__EXTRAIT DE PAGE__:
►
Contre le sens de l’histoire et une saine gestion des rapports internationaux jamais aussi déséquilibrés et injustes, l’UE considère Aleca comme un instrument clé de sa politique en Méditerranée pourtant obsolète. Elle a beau user de sigles nouveaux et pompeux, trompeurs comme d’habitude, elle veut ériger en simple voisinage (PEV) sa présence structurelle, et même territoriale, au sud de la Méditerranée où elle est omniprésente et entend le rester et y défendre ses intérêts vaille que vaille. On l’a vu avec la Libye dévastée pour la sauvegarde d’intérêts stratégiques. Veut-on que la Tunisie connaisse le même sort? Qui donc ignore que les affairistes, dirigeant un monde devenu matérialiste jusqu’à la cruauté, adorent les temps de guerre ? Le bon sens populaire dit bien qu’on divise et dévaste pour mieux régner !
Après la Méditerranée, aujourd’hui un charnier, on veut faire de la Tunisie un souk où les capitalistes européens vendent et achètent tout, y compris la dignité du Tunisien. Or, ce dernier a fait sa révolution mentale et il entend la réclamer de ses partenaires s’ils ne veulent pas être de simples impérialistes néocoloniaux.
Malgré son épithète trompeuse, l’accord Aleca n’a rien de valide ni intéressant pour la Tunisie. Il feint d’ignorer sa dépendance informelle de l’Europe et que c’est bien elle qui profite de ce petit pays paisible, ouvert sur son environnement. Car, malgré les fausses apparences, l’Occident y a ses intérêts stratégiques et y tient à bon droit.
◄
__EXERCICES À FAIRE__:
1. D'après l'extrait sur l'accord Aleca, que représente Aleca pour l'UE ?
2. Recopie un passage de l'extrait sur l'accord Aleca : commence aux mots « Contre le sens » et arrête-toi après « mieux régner ! ».

__DOCUMENTS FOURNIS__:
►
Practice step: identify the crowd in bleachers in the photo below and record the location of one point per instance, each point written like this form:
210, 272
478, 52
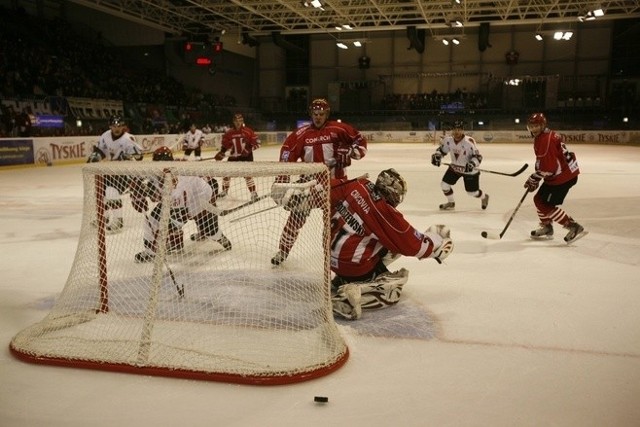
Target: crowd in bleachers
42, 58
434, 100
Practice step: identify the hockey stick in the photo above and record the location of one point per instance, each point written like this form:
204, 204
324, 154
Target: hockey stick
240, 218
516, 173
491, 235
180, 288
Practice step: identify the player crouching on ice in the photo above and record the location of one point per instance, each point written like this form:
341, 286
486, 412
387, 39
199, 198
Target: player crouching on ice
367, 234
191, 198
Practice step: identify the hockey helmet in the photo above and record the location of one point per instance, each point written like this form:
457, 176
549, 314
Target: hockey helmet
◄
__RÉPONSES AUX EXERCICES__:
1. Un instrument clé de sa politique en Méditerranée.

2.
Contre le sens de l’histoire et une saine gestion des rapports internationaux jamais aussi déséquilibrés et injustes, l’UE considère Aleca comme un instrument clé de sa politique en Méditerranée pourtant obsolète. Elle a beau user de sigles nouveaux et pompeux, trompeurs comme d’habitude, elle veut ériger en simple voisinage (PEV) sa présence structurelle, et même territoriale, au sud de la Méditerranée où elle est omniprésente et entend le rester et y défendre ses intérêts vaille que vaille. On l’a vu avec la Libye dévastée pour la sauvegarde d’intérêts stratégiques. Veut-on que la Tunisie connaisse le même sort? Qui donc ignore que les affairistes, dirigeant un monde devenu matérialiste jusqu’à la cruauté, adorent les temps de guerre ? Le bon sens populaire dit bien qu’on divise et dévaste pour mieux régner !